What the task requires
Copy the rows below, swapping every instance of "rough mask" for "coarse mask" and changing nothing else.

Available data
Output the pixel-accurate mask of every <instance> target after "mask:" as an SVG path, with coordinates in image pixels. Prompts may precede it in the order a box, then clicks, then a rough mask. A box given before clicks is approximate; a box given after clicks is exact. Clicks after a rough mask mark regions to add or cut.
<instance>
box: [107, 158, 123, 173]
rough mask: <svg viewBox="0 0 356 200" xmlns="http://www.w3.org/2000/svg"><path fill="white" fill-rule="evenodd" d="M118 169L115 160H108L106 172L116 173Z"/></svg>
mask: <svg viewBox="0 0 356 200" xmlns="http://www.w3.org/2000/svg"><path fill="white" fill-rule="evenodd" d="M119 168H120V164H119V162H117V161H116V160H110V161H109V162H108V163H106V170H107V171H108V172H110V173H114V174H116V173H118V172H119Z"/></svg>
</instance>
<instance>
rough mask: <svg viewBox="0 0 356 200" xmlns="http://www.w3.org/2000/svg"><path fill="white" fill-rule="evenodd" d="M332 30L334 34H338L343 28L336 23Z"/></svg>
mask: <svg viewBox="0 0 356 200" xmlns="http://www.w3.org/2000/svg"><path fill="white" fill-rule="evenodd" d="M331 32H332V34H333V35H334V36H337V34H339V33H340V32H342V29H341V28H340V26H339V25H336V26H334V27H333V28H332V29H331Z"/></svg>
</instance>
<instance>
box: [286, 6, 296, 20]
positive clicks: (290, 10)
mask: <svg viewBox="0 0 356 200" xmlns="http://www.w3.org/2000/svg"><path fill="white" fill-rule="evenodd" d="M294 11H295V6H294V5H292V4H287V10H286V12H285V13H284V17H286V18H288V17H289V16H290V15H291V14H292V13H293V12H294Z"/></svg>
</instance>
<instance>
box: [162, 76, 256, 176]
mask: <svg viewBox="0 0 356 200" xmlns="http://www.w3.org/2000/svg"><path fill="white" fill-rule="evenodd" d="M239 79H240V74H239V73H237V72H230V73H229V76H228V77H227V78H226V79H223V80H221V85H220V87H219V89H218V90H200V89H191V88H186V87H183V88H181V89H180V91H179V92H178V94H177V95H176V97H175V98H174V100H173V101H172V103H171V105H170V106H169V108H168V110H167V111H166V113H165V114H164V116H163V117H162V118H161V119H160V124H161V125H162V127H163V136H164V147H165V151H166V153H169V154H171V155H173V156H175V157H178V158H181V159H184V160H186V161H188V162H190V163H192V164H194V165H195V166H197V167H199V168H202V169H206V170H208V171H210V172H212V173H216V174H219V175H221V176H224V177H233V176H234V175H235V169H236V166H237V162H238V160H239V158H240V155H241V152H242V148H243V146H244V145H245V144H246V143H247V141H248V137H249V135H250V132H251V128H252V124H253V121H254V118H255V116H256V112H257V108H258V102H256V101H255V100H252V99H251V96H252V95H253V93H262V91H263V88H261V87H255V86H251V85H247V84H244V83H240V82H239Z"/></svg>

Answer to the problem
Output the pixel-accurate mask of every <instance> target after "mask:" as an SVG path, with coordinates in image pixels. Prompts may precede it in the order a box, then clicks, then a coarse mask. A box given before clicks is approximate; a box given after clicks is exact. Clicks after a coarse mask mark regions to add or cut.
<instance>
box: [107, 158, 123, 173]
coarse mask: <svg viewBox="0 0 356 200" xmlns="http://www.w3.org/2000/svg"><path fill="white" fill-rule="evenodd" d="M118 169L115 160H108L106 172L116 173Z"/></svg>
mask: <svg viewBox="0 0 356 200" xmlns="http://www.w3.org/2000/svg"><path fill="white" fill-rule="evenodd" d="M119 168H120V164H119V162H117V161H116V160H110V161H109V162H108V163H106V170H107V171H108V172H110V173H114V174H116V173H118V172H119Z"/></svg>
</instance>
<instance>
coarse mask: <svg viewBox="0 0 356 200" xmlns="http://www.w3.org/2000/svg"><path fill="white" fill-rule="evenodd" d="M332 30L334 34H338L343 28L336 23Z"/></svg>
mask: <svg viewBox="0 0 356 200" xmlns="http://www.w3.org/2000/svg"><path fill="white" fill-rule="evenodd" d="M331 32H332V34H333V35H334V36H337V34H339V33H340V32H342V29H341V28H340V26H339V25H336V26H334V27H333V28H332V29H331Z"/></svg>
</instance>
<instance>
box: [286, 6, 296, 20]
positive clicks: (290, 10)
mask: <svg viewBox="0 0 356 200" xmlns="http://www.w3.org/2000/svg"><path fill="white" fill-rule="evenodd" d="M294 11H295V6H294V5H292V4H287V10H286V12H285V13H284V17H286V18H288V17H289V16H290V15H291V14H292V13H293V12H294Z"/></svg>
</instance>
<instance>
box: [162, 76, 256, 176]
mask: <svg viewBox="0 0 356 200" xmlns="http://www.w3.org/2000/svg"><path fill="white" fill-rule="evenodd" d="M239 79H240V74H239V73H237V72H230V73H229V76H228V77H227V78H226V79H223V80H221V85H220V87H219V89H218V90H200V89H191V88H186V87H183V88H181V89H180V91H179V92H178V94H177V95H176V97H175V98H174V100H173V101H172V103H171V105H170V106H169V108H168V110H167V111H166V113H165V114H164V116H163V117H162V118H161V119H160V124H161V125H162V127H163V136H164V147H165V151H166V153H169V154H171V155H173V156H175V157H178V158H181V159H184V160H186V161H188V162H190V163H192V164H194V165H195V166H197V167H199V168H202V169H206V170H208V171H210V172H212V173H216V174H219V175H221V176H224V177H233V176H234V175H235V169H236V166H237V162H238V160H239V158H240V155H241V152H242V148H243V146H244V145H245V144H246V143H247V141H248V137H249V135H250V132H251V128H252V124H253V121H254V118H255V116H256V112H257V108H258V102H256V101H255V100H252V99H251V96H252V95H253V93H262V91H263V88H261V87H255V86H251V85H247V84H244V83H240V82H239Z"/></svg>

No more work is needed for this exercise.